┌──

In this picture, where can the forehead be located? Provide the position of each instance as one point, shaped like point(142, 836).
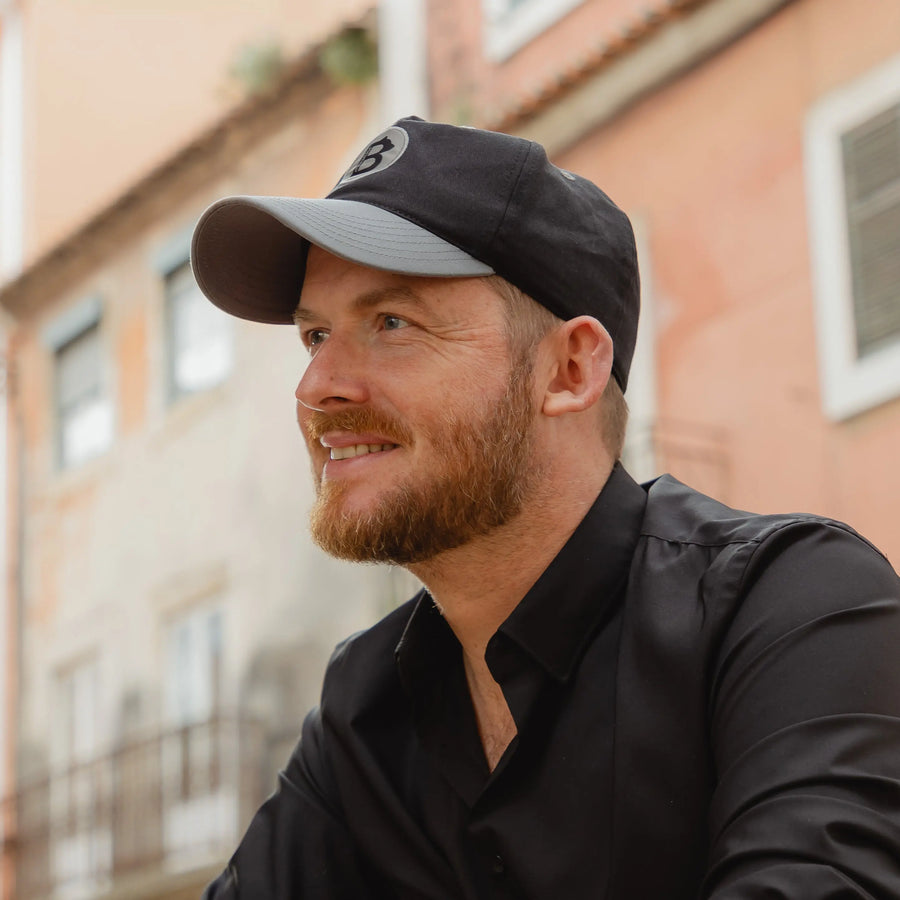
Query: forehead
point(333, 286)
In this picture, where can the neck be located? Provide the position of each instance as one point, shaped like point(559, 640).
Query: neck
point(478, 585)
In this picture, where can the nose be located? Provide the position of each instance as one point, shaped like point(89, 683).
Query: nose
point(335, 376)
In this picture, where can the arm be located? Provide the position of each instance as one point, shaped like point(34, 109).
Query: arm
point(805, 725)
point(297, 846)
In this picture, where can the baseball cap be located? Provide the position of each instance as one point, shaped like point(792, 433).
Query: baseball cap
point(425, 198)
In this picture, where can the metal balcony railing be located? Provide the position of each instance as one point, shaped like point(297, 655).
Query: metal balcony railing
point(166, 805)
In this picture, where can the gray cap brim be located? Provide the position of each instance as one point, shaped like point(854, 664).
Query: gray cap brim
point(249, 253)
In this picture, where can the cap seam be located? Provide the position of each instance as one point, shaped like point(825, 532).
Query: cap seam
point(528, 149)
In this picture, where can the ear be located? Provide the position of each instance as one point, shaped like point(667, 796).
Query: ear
point(581, 360)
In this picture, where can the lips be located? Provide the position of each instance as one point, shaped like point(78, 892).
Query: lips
point(353, 450)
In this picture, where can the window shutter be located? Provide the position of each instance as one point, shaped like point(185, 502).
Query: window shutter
point(871, 154)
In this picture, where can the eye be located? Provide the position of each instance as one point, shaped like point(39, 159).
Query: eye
point(314, 338)
point(392, 323)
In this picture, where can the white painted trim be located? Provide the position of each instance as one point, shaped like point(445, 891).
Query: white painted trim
point(849, 385)
point(11, 142)
point(507, 29)
point(640, 450)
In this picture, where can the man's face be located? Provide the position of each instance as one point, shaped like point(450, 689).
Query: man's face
point(418, 422)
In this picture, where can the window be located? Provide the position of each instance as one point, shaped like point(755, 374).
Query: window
point(853, 197)
point(84, 410)
point(509, 24)
point(199, 336)
point(194, 669)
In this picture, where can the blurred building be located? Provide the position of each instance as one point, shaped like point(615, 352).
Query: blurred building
point(168, 618)
point(756, 146)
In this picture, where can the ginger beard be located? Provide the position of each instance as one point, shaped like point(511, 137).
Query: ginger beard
point(484, 472)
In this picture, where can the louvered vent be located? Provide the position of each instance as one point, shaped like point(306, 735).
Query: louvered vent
point(871, 154)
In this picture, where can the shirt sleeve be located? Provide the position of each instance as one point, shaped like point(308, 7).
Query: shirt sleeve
point(805, 725)
point(297, 846)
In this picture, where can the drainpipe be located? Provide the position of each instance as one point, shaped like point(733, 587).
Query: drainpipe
point(11, 256)
point(402, 59)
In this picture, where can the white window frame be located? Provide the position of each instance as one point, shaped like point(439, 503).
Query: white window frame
point(175, 388)
point(507, 26)
point(850, 385)
point(73, 324)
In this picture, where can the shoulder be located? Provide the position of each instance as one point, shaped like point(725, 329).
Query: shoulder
point(702, 567)
point(363, 664)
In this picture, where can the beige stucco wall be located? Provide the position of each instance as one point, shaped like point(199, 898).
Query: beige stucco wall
point(202, 500)
point(713, 166)
point(111, 89)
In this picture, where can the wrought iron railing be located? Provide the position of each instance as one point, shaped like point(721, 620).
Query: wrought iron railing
point(169, 804)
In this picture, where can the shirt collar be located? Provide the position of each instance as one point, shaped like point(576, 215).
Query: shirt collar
point(584, 584)
point(574, 595)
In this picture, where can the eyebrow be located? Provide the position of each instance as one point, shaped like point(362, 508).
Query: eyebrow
point(398, 294)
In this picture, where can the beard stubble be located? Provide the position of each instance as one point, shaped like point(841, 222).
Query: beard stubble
point(486, 472)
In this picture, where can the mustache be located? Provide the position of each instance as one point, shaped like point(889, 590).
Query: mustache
point(362, 419)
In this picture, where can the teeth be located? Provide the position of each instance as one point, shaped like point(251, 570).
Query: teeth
point(358, 450)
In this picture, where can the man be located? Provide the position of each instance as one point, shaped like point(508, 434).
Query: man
point(606, 690)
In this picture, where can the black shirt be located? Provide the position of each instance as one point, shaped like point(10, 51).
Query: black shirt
point(707, 705)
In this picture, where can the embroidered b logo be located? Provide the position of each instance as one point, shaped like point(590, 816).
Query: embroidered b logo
point(381, 153)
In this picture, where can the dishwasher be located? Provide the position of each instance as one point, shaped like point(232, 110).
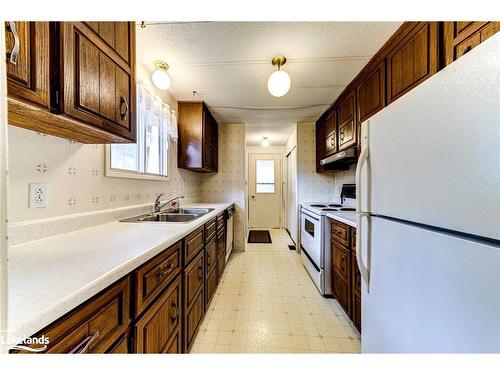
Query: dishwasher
point(229, 231)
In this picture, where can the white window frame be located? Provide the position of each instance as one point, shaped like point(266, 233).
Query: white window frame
point(125, 173)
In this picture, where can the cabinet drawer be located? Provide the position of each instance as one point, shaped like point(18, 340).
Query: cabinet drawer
point(94, 326)
point(193, 319)
point(121, 346)
point(212, 282)
point(160, 323)
point(341, 263)
point(221, 243)
point(155, 275)
point(194, 242)
point(221, 265)
point(341, 291)
point(220, 221)
point(193, 279)
point(210, 229)
point(340, 232)
point(211, 255)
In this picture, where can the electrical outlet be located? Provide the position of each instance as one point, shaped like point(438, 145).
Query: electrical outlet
point(39, 195)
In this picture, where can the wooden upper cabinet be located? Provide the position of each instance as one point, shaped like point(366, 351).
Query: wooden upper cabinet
point(81, 74)
point(413, 60)
point(371, 93)
point(28, 62)
point(347, 134)
point(99, 85)
point(198, 138)
point(331, 133)
point(320, 144)
point(462, 36)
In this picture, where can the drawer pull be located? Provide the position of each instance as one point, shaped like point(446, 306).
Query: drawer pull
point(84, 345)
point(163, 273)
point(14, 53)
point(176, 312)
point(123, 108)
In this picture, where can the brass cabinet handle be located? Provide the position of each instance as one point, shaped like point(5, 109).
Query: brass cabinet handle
point(163, 273)
point(14, 53)
point(176, 312)
point(84, 345)
point(123, 107)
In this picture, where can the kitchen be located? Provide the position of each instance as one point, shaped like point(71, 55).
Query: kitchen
point(290, 187)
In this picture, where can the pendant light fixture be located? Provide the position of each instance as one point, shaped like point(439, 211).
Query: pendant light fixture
point(278, 83)
point(160, 77)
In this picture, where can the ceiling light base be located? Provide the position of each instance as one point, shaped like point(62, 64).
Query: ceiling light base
point(278, 61)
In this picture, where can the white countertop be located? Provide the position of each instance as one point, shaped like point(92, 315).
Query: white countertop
point(49, 277)
point(348, 218)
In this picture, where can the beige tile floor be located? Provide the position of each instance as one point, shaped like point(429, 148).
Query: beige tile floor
point(266, 303)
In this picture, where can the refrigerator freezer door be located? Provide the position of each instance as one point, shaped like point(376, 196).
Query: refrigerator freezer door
point(429, 292)
point(434, 154)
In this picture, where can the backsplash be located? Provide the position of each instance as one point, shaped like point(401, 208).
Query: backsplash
point(75, 175)
point(228, 185)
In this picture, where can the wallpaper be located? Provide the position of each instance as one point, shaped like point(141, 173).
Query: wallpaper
point(229, 183)
point(75, 175)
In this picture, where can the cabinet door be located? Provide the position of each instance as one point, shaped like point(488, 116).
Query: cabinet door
point(320, 145)
point(413, 61)
point(160, 323)
point(28, 60)
point(331, 134)
point(99, 86)
point(371, 93)
point(347, 134)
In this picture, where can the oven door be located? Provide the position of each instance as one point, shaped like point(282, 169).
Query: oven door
point(311, 238)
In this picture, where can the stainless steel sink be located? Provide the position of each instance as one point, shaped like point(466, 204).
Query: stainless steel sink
point(177, 215)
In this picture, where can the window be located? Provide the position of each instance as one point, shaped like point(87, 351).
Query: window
point(264, 176)
point(148, 158)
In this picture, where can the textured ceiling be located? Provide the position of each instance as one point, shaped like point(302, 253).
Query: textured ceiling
point(228, 64)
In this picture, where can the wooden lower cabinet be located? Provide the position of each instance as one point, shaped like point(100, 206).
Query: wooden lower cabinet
point(160, 325)
point(346, 278)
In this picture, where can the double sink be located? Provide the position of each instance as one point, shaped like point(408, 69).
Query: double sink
point(171, 215)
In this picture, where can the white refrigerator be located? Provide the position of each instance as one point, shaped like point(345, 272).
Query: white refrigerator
point(428, 181)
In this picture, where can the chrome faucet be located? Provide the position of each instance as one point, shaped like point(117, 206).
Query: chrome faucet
point(159, 206)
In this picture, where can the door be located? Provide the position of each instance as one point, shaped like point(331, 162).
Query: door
point(429, 291)
point(291, 184)
point(264, 190)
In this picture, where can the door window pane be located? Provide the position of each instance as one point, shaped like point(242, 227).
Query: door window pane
point(264, 176)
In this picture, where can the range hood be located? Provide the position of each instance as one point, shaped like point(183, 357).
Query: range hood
point(347, 156)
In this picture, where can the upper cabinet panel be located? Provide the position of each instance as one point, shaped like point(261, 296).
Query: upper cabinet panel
point(371, 93)
point(28, 59)
point(413, 60)
point(81, 73)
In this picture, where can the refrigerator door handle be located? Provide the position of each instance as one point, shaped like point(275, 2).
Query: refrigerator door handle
point(363, 157)
point(363, 270)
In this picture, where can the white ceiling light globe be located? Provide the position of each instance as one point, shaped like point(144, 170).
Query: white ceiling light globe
point(278, 83)
point(161, 79)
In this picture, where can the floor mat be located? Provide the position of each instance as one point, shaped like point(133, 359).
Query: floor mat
point(259, 236)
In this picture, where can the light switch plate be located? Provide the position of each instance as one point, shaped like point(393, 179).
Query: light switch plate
point(39, 195)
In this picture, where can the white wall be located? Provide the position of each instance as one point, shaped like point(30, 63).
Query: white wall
point(228, 185)
point(75, 174)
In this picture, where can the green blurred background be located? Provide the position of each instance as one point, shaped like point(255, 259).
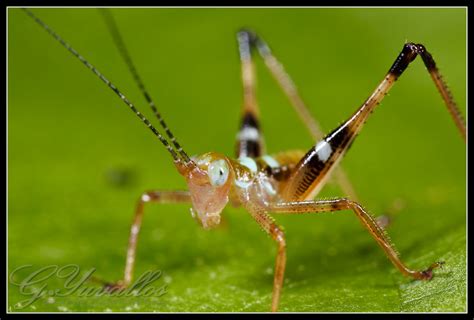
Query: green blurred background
point(78, 159)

└──

- [WHAT YOU SHOULD DO]:
Starting at the line that contains "In this picture, where can the light", write out every line through the final line of the entries, word for word; skip any pictures.

- [RESULT FOR THIS EXERCISE]:
In this picture, where can the light switch plate be located? Provide the position of each instance as one point, shaped like point(393, 179).
Query: light switch plate
point(39, 195)
In this picture, where can the white wall be located? Provide the position of each instance as one point, shaped like point(30, 63).
Query: white wall
point(228, 185)
point(75, 174)
In this picture, where can the green blurred background be located? Provide the position of each instance as one point, shaped like point(255, 259).
Query: green blurred background
point(78, 159)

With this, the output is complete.